> AUFGABEN:
A) Entnehmen Sie dem Text über Krügers zweite Chance den Abschnitt, der bei „Doch mit dem“ beginnt und bei „professionelle Arbeit abgeliefert.“ endet, und geben Sie ihn wortgetreu wieder.
B) Nennen Sie alle Ortsnamen und alle von Ortsnamen abgeleiteten Bezeichnungen aus dem Text über Krügers zweite Chance, jeweils in der dort verwendeten Form und ohne Wiederholungen.

> TEXTAUSZUG:
Doch mit dem Neustart unter dem aus Australien stammenden Trainer Karl Dodd bekam Krüger urplötzlich eine zweite Chance. Der Anruf des Australiers wurde für ihn zum absoluten Glücksfall. „2018 war ich bei einem Trainingslager dabei, habe sogar ein Tor erzielt“, schildert der Wiesbadener mit familiärer Verbindung zu Guam eine Begebenheit, die zur Initialzündung wurde. Guam ist die Nummer 196 der Weltrangliste, nur wenige Spieler der Mannschaft verdienen Geld mit dem Sport. Und auch das Niveau der Eliteliga kommt an beispielweise die Wiesbadener Gruppenliga nicht heran. Aber die Organisation rund um das Team ist top, hier wird professionelle Arbeit abgeliefert.

> AUSGANGSMATERIAL:
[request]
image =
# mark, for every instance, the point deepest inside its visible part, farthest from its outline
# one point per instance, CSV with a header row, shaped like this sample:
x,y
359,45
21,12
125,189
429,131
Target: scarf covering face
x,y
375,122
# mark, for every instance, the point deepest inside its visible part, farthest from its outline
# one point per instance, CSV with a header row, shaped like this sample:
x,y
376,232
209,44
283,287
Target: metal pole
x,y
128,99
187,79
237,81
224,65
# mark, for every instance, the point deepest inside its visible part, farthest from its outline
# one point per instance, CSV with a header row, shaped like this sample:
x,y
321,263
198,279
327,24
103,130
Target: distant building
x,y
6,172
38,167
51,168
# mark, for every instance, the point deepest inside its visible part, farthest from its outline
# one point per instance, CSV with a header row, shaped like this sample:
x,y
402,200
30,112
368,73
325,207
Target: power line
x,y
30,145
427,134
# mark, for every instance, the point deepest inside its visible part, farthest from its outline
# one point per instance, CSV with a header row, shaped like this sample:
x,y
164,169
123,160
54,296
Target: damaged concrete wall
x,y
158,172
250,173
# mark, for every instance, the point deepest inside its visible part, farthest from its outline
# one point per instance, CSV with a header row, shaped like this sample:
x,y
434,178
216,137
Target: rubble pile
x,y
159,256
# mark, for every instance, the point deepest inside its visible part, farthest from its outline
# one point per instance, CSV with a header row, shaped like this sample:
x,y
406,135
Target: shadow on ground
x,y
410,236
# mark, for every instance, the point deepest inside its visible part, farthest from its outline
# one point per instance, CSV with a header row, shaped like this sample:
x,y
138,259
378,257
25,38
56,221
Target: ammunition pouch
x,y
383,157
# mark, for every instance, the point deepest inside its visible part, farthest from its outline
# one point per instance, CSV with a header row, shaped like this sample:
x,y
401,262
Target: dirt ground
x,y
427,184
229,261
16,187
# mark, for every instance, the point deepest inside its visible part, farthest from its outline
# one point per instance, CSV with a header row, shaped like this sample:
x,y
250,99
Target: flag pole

> LÖSUNGEN:
A)
Doch mit dem Neustart unter dem aus Australien stammenden Trainer Karl Dodd bekam Krüger urplötzlich eine zweite Chance. Der Anruf des Australiers wurde für ihn zum absoluten Glücksfall. „2018 war ich bei einem Trainingslager dabei, habe sogar ein Tor erzielt“, schildert der Wiesbadener mit familiärer Verbindung zu Guam eine Begebenheit, die zur Initialzündung wurde. Guam ist die Nummer 196 der Weltrangliste, nur wenige Spieler der Mannschaft verdienen Geld mit dem Sport. Und auch das Niveau der Eliteliga kommt an beispielweise die Wiesbadener Gruppenliga nicht heran. Aber die Organisation rund um das Team ist top, hier wird professionelle Arbeit abgeliefert.

B)
Australien
Australiers
Wiesbadener
Guam